#### Recorded information:
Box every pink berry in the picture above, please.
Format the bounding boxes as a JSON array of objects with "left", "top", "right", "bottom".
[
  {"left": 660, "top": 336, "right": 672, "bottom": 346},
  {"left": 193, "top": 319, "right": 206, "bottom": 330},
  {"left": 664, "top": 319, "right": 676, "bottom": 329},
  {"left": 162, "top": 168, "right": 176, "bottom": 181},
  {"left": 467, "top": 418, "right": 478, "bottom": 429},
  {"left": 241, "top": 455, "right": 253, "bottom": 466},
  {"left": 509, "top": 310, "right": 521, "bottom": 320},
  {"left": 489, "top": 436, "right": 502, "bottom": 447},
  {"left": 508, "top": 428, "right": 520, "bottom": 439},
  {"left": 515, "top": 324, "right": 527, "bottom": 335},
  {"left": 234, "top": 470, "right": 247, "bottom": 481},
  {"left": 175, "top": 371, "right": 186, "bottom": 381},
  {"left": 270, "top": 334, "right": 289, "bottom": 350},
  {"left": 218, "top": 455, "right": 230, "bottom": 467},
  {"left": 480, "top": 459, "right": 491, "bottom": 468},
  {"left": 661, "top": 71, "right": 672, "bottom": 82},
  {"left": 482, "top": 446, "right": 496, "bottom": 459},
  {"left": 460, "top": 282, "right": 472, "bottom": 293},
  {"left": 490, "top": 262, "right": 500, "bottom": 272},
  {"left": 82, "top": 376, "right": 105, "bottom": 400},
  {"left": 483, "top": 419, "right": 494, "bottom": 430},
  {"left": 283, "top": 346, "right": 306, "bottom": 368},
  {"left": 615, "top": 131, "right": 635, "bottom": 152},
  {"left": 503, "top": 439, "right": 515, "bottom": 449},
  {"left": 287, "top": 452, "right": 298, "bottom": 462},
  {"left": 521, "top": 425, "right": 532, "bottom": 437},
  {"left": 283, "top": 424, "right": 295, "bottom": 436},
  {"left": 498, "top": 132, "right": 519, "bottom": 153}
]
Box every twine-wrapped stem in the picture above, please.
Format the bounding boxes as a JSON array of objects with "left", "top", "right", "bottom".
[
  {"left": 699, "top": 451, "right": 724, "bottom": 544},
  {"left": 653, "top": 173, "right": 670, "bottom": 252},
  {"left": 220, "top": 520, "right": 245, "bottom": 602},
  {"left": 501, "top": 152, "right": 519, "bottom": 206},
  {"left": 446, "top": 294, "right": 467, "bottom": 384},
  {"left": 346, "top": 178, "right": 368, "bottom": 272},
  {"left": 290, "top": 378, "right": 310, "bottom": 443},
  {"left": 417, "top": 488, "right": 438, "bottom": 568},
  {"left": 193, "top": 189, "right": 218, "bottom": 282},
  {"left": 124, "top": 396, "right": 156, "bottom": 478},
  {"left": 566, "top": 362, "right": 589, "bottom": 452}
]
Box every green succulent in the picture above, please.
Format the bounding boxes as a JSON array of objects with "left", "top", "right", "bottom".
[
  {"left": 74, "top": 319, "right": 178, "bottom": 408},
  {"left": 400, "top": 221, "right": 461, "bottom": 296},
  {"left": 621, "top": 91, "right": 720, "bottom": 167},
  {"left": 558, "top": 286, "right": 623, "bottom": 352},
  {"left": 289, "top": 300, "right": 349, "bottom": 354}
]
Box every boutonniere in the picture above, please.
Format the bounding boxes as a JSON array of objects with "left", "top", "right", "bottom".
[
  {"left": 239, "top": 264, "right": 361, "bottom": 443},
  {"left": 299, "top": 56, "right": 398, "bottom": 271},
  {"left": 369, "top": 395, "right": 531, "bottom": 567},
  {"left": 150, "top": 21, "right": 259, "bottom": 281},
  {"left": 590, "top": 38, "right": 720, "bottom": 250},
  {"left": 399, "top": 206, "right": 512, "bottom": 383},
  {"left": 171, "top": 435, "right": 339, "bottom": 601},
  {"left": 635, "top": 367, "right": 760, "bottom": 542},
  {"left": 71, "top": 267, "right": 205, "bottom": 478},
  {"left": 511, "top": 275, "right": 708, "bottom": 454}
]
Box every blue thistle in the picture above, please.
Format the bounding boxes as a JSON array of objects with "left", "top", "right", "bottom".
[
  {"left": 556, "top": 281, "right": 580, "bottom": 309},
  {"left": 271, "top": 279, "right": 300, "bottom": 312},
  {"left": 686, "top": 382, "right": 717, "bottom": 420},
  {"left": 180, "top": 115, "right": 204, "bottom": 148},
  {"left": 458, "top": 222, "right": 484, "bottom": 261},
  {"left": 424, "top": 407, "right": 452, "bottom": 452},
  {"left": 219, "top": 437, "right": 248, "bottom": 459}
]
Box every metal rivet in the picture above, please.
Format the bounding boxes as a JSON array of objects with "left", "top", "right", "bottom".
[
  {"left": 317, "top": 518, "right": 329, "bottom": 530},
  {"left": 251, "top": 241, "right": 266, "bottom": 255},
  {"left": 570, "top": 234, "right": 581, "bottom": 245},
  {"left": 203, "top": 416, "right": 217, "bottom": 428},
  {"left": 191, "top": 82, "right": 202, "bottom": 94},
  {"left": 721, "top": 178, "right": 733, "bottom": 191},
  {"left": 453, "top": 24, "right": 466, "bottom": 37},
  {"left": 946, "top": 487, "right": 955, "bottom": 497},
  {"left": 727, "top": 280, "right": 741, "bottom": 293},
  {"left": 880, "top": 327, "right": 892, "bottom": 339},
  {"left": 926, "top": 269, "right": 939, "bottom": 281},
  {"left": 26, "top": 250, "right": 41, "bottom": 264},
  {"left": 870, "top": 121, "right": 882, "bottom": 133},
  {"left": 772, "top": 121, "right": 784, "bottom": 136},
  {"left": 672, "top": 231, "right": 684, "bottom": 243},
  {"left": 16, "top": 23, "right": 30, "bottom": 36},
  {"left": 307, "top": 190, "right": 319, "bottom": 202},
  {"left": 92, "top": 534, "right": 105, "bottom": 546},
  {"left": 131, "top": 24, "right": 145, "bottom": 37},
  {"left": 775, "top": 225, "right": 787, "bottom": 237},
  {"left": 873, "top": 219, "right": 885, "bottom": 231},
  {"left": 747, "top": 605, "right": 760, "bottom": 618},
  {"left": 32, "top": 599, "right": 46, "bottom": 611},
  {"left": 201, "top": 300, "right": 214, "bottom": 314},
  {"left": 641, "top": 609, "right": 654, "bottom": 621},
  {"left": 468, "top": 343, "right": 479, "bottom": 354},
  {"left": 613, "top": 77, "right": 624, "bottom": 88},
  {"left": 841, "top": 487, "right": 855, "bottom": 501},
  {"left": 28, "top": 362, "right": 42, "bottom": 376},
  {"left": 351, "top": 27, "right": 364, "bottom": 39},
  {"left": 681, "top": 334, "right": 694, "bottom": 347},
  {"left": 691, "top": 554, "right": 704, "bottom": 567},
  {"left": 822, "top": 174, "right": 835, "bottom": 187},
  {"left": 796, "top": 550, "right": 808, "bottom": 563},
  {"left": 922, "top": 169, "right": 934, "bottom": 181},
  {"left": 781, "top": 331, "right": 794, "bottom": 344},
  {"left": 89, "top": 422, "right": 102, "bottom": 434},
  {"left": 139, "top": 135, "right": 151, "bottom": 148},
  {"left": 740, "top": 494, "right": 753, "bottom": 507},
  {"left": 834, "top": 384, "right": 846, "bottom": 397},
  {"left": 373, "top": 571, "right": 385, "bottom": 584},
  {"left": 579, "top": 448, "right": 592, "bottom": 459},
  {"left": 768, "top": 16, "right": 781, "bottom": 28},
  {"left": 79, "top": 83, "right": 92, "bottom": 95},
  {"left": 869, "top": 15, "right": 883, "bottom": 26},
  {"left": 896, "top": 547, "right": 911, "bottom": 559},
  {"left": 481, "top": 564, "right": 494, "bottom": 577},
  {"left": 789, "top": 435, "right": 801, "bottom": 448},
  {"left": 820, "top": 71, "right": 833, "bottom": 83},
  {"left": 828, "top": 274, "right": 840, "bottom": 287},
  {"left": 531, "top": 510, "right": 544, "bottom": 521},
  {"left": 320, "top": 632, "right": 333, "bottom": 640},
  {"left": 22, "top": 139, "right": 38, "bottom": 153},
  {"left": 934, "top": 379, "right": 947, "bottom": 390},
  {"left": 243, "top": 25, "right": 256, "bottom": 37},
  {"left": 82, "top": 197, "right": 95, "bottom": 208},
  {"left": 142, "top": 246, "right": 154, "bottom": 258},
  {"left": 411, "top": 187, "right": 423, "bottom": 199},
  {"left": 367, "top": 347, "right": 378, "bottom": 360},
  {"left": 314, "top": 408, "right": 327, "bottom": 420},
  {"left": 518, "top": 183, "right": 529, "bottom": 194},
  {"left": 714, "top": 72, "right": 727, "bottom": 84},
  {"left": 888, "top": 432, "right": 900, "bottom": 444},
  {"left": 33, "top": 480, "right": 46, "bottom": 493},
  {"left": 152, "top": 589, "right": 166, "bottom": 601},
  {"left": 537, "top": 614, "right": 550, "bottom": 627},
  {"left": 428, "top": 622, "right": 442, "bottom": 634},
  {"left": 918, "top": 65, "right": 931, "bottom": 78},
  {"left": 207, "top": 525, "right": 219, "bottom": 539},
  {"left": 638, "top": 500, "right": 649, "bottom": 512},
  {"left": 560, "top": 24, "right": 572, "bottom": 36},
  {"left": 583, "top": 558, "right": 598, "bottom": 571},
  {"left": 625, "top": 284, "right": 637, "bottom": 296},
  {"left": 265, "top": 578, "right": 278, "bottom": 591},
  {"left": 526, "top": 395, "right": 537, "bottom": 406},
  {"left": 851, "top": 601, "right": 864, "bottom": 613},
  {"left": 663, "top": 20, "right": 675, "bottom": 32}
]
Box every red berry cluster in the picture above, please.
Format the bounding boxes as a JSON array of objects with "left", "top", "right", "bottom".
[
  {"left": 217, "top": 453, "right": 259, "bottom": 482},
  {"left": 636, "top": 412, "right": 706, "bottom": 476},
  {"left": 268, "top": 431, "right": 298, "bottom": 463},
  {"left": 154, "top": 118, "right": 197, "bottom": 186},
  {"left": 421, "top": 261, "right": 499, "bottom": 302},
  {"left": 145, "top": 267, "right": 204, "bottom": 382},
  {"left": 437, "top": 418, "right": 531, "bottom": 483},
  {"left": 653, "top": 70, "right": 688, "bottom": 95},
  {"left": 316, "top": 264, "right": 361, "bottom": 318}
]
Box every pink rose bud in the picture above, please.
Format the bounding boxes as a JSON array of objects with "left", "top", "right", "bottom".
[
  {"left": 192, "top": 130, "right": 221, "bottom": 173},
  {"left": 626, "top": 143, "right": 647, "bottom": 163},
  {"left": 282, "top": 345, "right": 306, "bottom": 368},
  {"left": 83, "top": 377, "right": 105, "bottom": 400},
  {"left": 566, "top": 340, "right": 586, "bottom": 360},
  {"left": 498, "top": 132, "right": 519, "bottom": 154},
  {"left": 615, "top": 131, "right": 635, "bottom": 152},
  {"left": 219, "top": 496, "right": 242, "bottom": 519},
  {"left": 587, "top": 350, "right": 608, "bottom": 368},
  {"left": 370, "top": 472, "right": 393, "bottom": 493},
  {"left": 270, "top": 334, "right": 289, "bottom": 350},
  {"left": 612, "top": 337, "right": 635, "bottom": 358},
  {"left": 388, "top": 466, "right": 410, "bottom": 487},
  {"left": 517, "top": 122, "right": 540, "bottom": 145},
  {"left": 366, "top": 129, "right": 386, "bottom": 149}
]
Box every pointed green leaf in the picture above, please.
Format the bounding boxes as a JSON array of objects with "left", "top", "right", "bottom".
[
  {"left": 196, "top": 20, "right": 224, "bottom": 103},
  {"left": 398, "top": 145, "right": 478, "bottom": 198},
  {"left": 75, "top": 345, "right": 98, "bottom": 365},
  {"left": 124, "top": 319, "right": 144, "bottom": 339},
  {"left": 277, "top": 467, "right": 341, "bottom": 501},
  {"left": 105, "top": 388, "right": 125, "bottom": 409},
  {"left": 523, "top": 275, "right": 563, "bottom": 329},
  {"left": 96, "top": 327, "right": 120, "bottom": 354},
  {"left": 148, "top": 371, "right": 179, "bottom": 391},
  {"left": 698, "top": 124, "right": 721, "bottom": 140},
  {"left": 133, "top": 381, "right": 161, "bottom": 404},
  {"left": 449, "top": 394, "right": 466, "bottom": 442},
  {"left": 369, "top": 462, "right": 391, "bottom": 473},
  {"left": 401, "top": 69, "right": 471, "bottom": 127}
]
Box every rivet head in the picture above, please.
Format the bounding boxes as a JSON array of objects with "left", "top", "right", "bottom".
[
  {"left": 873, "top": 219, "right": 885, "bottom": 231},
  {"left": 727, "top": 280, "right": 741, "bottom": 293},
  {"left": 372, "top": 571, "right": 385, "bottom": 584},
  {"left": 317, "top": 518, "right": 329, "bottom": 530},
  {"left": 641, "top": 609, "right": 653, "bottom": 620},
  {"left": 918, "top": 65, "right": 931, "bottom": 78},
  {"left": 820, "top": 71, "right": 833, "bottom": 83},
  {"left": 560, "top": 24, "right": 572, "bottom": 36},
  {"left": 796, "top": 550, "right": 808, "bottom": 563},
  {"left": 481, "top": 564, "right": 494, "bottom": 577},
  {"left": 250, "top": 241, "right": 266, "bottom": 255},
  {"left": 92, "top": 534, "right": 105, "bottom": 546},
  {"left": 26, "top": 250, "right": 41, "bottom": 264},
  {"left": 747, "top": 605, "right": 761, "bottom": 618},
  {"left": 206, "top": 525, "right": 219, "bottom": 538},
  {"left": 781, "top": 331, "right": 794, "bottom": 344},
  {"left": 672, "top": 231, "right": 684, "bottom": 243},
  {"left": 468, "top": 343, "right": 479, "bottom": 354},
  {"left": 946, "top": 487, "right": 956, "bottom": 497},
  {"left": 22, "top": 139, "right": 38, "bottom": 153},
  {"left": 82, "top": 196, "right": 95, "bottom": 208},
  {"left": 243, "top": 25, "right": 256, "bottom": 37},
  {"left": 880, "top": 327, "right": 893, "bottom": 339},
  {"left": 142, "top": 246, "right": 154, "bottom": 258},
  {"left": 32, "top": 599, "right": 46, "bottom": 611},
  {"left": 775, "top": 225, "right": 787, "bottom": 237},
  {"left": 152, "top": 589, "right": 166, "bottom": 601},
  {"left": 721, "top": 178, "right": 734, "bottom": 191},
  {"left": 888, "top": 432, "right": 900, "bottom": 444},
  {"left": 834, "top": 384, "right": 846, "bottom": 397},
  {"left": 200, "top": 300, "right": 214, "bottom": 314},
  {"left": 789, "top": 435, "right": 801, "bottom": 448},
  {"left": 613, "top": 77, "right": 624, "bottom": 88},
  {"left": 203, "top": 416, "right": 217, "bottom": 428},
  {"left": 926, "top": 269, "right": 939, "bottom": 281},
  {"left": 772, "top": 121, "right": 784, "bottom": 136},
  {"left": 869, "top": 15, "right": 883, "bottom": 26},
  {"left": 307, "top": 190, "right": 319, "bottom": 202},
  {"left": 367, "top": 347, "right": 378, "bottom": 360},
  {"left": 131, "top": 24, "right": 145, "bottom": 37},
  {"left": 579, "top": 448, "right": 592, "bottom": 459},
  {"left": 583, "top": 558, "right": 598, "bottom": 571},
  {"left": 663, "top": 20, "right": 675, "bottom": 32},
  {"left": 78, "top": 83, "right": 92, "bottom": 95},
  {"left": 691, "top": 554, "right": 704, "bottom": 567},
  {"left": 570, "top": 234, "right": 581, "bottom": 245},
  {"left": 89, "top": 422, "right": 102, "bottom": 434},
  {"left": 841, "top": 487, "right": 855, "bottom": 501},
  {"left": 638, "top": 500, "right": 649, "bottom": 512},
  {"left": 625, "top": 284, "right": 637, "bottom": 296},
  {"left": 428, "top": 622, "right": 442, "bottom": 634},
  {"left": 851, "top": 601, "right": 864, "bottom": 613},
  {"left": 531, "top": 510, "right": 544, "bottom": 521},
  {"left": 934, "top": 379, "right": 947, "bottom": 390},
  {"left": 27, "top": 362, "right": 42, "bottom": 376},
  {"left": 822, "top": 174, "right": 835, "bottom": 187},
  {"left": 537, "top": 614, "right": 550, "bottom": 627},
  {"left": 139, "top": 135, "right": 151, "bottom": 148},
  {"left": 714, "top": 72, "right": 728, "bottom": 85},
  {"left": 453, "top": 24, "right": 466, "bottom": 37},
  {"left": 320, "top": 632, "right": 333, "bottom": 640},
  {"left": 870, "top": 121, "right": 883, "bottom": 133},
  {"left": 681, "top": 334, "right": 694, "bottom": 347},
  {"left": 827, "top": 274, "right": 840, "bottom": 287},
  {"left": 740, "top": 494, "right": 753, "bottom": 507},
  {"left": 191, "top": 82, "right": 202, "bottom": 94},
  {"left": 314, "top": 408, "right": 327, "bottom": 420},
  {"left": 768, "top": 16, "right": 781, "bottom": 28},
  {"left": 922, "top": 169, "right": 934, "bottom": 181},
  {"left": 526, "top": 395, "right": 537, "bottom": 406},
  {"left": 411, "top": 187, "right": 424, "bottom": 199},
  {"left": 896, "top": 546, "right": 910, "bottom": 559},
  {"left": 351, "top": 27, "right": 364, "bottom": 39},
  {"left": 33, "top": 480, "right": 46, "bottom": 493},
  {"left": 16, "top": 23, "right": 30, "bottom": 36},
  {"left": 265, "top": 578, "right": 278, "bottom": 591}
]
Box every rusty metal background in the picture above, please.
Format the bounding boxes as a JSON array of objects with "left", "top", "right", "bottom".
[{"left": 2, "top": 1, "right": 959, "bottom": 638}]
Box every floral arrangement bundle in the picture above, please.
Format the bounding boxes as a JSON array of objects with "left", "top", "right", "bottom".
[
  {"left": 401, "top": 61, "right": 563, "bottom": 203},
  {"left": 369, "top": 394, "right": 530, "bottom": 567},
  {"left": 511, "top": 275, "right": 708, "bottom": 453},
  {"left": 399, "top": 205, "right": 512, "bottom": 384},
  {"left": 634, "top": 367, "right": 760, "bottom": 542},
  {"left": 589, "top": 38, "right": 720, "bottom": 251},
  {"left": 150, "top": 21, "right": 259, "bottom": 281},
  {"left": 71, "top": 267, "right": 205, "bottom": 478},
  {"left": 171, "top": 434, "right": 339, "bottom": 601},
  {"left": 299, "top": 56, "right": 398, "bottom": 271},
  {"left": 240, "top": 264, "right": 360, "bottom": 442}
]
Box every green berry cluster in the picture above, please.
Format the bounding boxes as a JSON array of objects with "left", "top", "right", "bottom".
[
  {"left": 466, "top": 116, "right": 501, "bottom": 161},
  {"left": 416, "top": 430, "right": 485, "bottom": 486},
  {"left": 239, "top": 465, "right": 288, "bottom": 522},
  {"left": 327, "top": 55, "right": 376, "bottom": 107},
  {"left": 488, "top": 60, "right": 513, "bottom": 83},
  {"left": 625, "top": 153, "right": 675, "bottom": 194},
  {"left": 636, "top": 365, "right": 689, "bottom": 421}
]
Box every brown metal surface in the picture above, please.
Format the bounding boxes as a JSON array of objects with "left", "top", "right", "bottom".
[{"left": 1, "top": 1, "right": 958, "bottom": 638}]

#### Task statement:
Gather every line from the listing above in which the word "green" appears.

#### The completed task:
Box every green succulent in the picture above, please.
Box every pointed green leaf in the picture above, please.
Box every green berry cluster in the picture above, please.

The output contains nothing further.